▶ _Textauszug_:
________________________

Den US-Behörden fehlte die rechtliche Zuständigkeit, um letztlich 'europäische' Verbrechen zur Anklage zu bringen, den Europäern fehlte oft der politische Wille, und so quittierte Zuroff als 38-Jähriger entnervt den Staatsdienst und überzeugte das Wiesenthal Center, ihn stattdessen mit politischer 'Lobbyarbeit' gegen die allgemeine Antriebslosigkeit zu beauftragen. 'Vielleicht hatte ich auch nicht das richtige Naturell für die diplomatischen Redebeschränkungen eines Regierungsbeamten', sagt er und grinst.

Zu den echten Rabbis und den jüdischen Gemeinden ist das Verhältnis schwierig geblieben. Als Zuroff im Jahr 2004 zum ersten Mal nach Lettland kam, stellte er sich der Öffentlichkeit mit einer großen Pressekonferenz vor - wobei der Vorsitzende der jüdischen Gemeinde Lettlands, der als Gastgeber an seiner Seite saß, zunächst nur schwieg und dann immer kleiner wurde. Zuroff hielt Fotos ausgemergelter Menschen im Ghetto von Riga in die Höhe. Die Bilder würden als Zeitungsanzeigen im ganzen Land erscheinen, erklärte er. 'Lettische Kollaborateure halfen den Nazis, 100000 Juden zu ermorden', stand dort in dicken Buchstaben. Darunter das Versprechen einer Belohnung: 10000 Dollar für jeden Hinweis, der zur Ergreifung eines lettischen NS-Verbrechers führt.

Was Zuroff als demonstrativen Schulterschluss mit der örtlichen jüdischen Gemeinde geplant hatte, verwandelte sich vor den Augen der Journalisten in einen offenen Streit: Der Vorsitzende der jüdischen Gemeinde zog seine Unterstützung Zuroffs zurück und stellte klar, dass Lettlands jüdische Bürger nichts zu tun hätten mit dieser Kampagne.

Zuroff findet auch bei solchen Sätzen keinen weicheren Ton: 'Ich kann mir diesen plötzlichen Sinneswandel nur mit der Befürchtung erklären, dass unsere Kampagne eine neue Welle des Antisemitismus in Lettland auslösen würde.' Er macht eine Rechnung auf. Das Risiko, in Lettland eine kleine Menge Antisemitismus zu 'verursachen', wie er sagt, sei es dem Wiesenthal Center allemal wert gewesen, wenn man Geschichtsfälschern im Baltikum langfristig einen Schlag versetzen könne.

Das sagt einer, der anschließend zurück ins warme Israel flog, wo die Zeitungen ihn mögen, er als angesehener Bürger und inzwischen als Großvater in einer Siedlung im Westjordanland lebt und wo jüdische Friedhöfe, anders als in Europa, keinen Graffiti-Entferner vorrätig zu halten brauchen. Der Vorkämpfer, der selbst im Trockenen sitzt - im Baltikum nahmen sie ihm das übel.

________________________

▶ _Arbeitsauftrag 1_: Fasse im Textauszug über Zuroff den Absatz, der mit „Zu den echten Rabbis“ beginnt, kürzer zusammen und behalte dabei seine wesentlichen Fakten.
▶ _Arbeitsauftrag 2_: Setze bitte den Textauszug über Zuroff im Anschluss an seinen letzten Satz fort.
Die Zeilen spielen für die Aufgaben zum Textauszug keine Rolle.

▶ _Gezeigtes Material_:
________________________

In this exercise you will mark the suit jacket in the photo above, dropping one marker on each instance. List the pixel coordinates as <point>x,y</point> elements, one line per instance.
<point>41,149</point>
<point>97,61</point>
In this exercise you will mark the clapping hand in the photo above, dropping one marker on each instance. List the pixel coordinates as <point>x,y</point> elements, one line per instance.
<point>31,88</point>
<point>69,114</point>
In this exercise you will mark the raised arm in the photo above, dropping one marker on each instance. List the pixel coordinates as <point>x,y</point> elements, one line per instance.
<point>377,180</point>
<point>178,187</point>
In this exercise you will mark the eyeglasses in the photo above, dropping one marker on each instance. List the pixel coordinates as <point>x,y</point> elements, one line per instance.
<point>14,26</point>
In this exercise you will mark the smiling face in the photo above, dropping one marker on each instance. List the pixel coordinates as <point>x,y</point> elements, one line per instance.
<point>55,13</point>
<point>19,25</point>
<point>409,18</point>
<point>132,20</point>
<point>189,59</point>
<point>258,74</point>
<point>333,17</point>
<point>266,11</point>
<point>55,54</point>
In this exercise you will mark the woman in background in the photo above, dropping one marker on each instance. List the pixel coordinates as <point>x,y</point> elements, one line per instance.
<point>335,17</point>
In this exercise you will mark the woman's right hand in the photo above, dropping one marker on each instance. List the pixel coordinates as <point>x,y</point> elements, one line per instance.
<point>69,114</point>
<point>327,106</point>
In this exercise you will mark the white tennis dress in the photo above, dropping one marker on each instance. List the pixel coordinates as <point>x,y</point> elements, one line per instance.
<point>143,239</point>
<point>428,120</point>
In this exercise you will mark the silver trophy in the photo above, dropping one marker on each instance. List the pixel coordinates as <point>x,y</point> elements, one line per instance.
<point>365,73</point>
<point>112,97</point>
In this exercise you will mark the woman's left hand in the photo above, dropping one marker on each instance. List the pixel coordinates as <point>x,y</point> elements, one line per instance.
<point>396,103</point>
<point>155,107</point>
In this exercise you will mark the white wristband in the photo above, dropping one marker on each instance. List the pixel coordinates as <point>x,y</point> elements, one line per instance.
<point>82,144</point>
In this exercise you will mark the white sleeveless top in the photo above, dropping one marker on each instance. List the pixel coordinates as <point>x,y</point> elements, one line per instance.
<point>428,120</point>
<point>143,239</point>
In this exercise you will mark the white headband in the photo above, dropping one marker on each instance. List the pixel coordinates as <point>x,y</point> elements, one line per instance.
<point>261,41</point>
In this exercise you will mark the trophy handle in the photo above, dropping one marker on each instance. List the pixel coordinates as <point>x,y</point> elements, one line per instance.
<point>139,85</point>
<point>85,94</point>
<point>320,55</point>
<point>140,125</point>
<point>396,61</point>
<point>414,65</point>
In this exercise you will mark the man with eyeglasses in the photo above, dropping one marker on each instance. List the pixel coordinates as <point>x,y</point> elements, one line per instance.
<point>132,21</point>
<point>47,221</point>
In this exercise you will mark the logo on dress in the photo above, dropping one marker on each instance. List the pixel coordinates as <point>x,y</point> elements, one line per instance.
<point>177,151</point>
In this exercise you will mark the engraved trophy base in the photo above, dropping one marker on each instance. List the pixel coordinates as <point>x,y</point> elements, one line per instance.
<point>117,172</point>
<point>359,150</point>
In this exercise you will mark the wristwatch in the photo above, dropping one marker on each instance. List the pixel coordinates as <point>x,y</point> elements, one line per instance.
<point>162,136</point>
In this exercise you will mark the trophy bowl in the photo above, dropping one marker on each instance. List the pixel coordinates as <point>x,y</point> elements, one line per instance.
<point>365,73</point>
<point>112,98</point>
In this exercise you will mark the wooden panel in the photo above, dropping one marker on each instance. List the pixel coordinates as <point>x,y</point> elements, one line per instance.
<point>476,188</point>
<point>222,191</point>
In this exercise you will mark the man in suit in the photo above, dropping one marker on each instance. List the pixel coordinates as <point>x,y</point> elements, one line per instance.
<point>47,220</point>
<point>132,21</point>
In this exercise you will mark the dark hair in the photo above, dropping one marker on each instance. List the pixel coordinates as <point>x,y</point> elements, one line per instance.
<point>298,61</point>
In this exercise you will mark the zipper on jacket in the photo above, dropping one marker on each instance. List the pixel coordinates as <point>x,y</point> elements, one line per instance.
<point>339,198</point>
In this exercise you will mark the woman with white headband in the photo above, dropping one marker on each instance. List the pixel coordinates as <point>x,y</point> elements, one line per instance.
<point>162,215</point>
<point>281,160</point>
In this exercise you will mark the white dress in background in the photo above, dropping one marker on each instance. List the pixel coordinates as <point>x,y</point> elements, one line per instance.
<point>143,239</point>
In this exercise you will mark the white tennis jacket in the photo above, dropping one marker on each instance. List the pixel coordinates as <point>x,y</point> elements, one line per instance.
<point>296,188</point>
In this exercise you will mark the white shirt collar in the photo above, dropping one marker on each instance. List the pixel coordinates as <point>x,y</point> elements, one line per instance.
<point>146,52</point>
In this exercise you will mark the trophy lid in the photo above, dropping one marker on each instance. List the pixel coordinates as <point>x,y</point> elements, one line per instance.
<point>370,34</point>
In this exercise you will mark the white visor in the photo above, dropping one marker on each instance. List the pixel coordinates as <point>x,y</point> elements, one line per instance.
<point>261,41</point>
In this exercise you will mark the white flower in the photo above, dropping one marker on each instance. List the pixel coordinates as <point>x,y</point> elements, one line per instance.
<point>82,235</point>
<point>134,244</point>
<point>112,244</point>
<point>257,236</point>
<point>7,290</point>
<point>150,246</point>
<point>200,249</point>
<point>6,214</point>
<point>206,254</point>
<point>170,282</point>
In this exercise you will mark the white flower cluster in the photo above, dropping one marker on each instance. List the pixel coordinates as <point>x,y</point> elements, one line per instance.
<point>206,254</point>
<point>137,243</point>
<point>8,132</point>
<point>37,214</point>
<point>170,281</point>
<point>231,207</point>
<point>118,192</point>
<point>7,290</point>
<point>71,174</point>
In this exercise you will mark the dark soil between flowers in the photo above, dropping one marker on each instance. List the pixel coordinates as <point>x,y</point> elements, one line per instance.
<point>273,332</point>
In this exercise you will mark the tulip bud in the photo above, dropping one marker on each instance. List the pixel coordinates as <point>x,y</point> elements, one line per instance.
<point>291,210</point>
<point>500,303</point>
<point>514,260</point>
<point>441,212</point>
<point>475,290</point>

________________________

▶ _Schriftliche Antwort 1_: Zuroffs Verhältnis zu Rabbis und jüdischen Gemeinden blieb schwierig. Bei seinem ersten Besuch in Lettland im Jahr 2004 stellte er sich auf einer großen Pressekonferenz vor. Der Vorsitzende der jüdischen Gemeinde Lettlands saß als Gastgeber neben ihm, schwieg zunächst und wurde immer kleiner. Zuroff zeigte Fotos ausgemergelter Menschen im Ghetto von Riga, die landesweit als Zeitungsanzeigen erscheinen sollten. Darauf stand, lettische Kollaborateure hätten den Nazis geholfen, 100000 Juden zu ermorden. Darunter wurden 10000 Dollar für jeden Hinweis versprochen, der zur Ergreifung eines lettischen NS-Verbrechers führt.

▶ _Schriftliche Antwort 2_:
Der deutsche Zentralrat der Juden ließ es Zuroff gar nicht erst versuchen, in Deutschland eine ähnliche Anzeigenkampagne zu starten. Vor allem gegen die Idee eines 'Kopfgelds' verwahrte man sich. So nennt Stephan Kramer, der Generalsekretär des Zentralrats, die Belohnung für sachdienliche Hinweise, die das Wiesenthal Center ausloben wollte. 'Der große Stephan Kramer', spottet Zuroff.

Er lehnt sich nach vorne und spricht jetzt ganz langsam, als erkläre er das kleine Einmaleins der Öffentlichkeitsarbeit: Ohne das Geld wäre dieser Kampagne nie eine vergleichbare Aufmerksamkeit in den Medien zugekommen. Selbst die kurzfristige aufgeregte Debatte sei ihm da durchaus zupass gekommen, glaubt einer, der ihn seit langem kennt.

Aus Estland, Lettland und Litauen erreichten das Wiesenthal Center damals tatsächlich Hunderte Briefe mit Zeugenaussagen, meist handschriftlich, oft seitenlang. Auf eine Belohnung verzichteten fast alle.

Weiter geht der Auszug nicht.